[Passage]

Saturday, February 21, 2009

Yes Is In Him

February 22, 2009

Seventh Sunday in Ordinary Time

By Rev. Joe McCloskey, S.J.

Remember not the events of the past, the things of long ago consider not; See, I am doing something new! Now it springs forth, do you not perceive it? In the desert I make a way, in the wasteland, rivers. Isaiah 43:18-19

Jesus immediately knew in his mind what they were thinking to themselves, so he said, “Why are you thinking such things in your hearts? Which is easier, to say to the paralytic, ‘Your sins are forgiven,’ or to say, ‘Rise, pick up your mat and walk’?” Mark 2:8-9

Piety

Happy those concerned for the lowly and poor; when misfortune strikes, the LORD delivers them. The LORD keeps and preserves them, makes them happy in the land, and does not betray them to their enemies. The LORD sustains them on their sickbed, allays the malady when they are ill. Once I prayed, "LORD, have mercy on me; heal me, I have sinned against you. Psalm 41:2-5

Study

The Sacrament of the Present Moment gets a wonderful plug from Isaiah 43. “Remember not the events of the past.” The Lord is forever doing something new in our present moment. Reality therapy is the becoming fully alive in the moment we are living. We worry the Lord with our yesterdays when we keep going back to our sinfulness as if the Lord did not forgive what we have done. The Lord is our forgiveness and he wipes out what is our imperfection in the glorious summer of his Resurrection.

Paul captures the reality of our forgiveness in Christ by his second letter to the Corinthians where he says that Christ is a “yes” to our asking for forgiveness. God has given us the seal of forgiveness in the Spirit he has put in our hearts as a first installment of his love for us. The Spirit takes the groans of our heart to himself and God listens to God when our hearts are crying for forgiveness. Jesus is a perpetual “yes” to the cries of our heart for forgiveness.

[/Passage]

Task 1
Reproduce the homily on forgiveness word for word, starting with "Happy those concerned" and going on through "of his Resurrection.".
Task 2
Write a continuation of the homily on forgiveness, picking up after its last sentence.

[Provided data]

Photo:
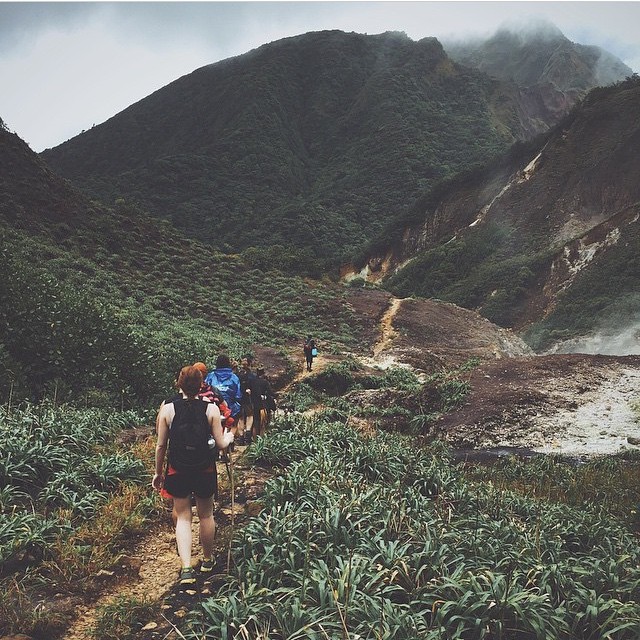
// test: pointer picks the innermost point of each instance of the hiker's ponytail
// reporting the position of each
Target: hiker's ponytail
(190, 381)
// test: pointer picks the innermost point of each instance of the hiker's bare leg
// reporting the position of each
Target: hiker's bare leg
(182, 509)
(248, 424)
(207, 525)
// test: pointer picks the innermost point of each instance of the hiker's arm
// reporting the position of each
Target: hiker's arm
(222, 437)
(162, 427)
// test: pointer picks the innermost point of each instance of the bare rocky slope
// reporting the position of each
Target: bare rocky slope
(520, 238)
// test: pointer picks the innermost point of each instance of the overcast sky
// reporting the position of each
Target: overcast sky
(67, 66)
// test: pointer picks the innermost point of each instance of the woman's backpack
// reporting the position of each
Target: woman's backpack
(191, 445)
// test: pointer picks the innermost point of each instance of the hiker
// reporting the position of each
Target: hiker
(190, 429)
(264, 403)
(245, 417)
(310, 351)
(227, 383)
(209, 393)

[/Provided data]

Expected answer 1
Happy those concerned for the lowly and poor; when misfortune strikes, the LORD delivers them. The LORD keeps and preserves them, makes them happy in the land, and does not betray them to their enemies. The LORD sustains them on their sickbed, allays the malady when they are ill. Once I prayed, "LORD, have mercy on me; heal me, I have sinned against you. Psalm 41:2-5

Study

The Sacrament of the Present Moment gets a wonderful plug from Isaiah 43. “Remember not the events of the past.” The Lord is forever doing something new in our present moment. Reality therapy is the becoming fully alive in the moment we are living. We worry the Lord with our yesterdays when we keep going back to our sinfulness as if the Lord did not forgive what we have done. The Lord is our forgiveness and he wipes out what is our imperfection in the glorious summer of his Resurrection.

Expected answer 2
Our Gospel is one of the most poignant stories of Christ’s power to forgive our sins. The paralytic carried by the four men and let down through the roof which they broke through to bring their friend closer to Christ hears Christ offer forgiveness for his sins. The Scribes ask the question of how Christ can forgive and hear the Question they had not even spoken out answered with Christ healing the paralytic so that they might realize he also has the power to forgive sins. We know the power of the miracle he does to prove to an honest soul that he can forgive sins.

Action

The actions of our lives when we are reaching out to the poor and the needy in the name of Christ become the proof of our piety and of the study we do. The forgiveness of sins is how we keep from judging our past. Charity covers a multitude of sins. The words of forgiveness of the Church are engraved on the hearts of each of us by the good we do in our lives. We are challenged to love our enemies. The forgiving of others opens our hearts to the forgiveness of Christ. Our hearts are open to his forgiveness by how we forgive one another. We are open to God’s forgiveness in Christ by how forgiving we are to one another. Our world will discover peace again when it can see how we love one another even as Christ has loved us.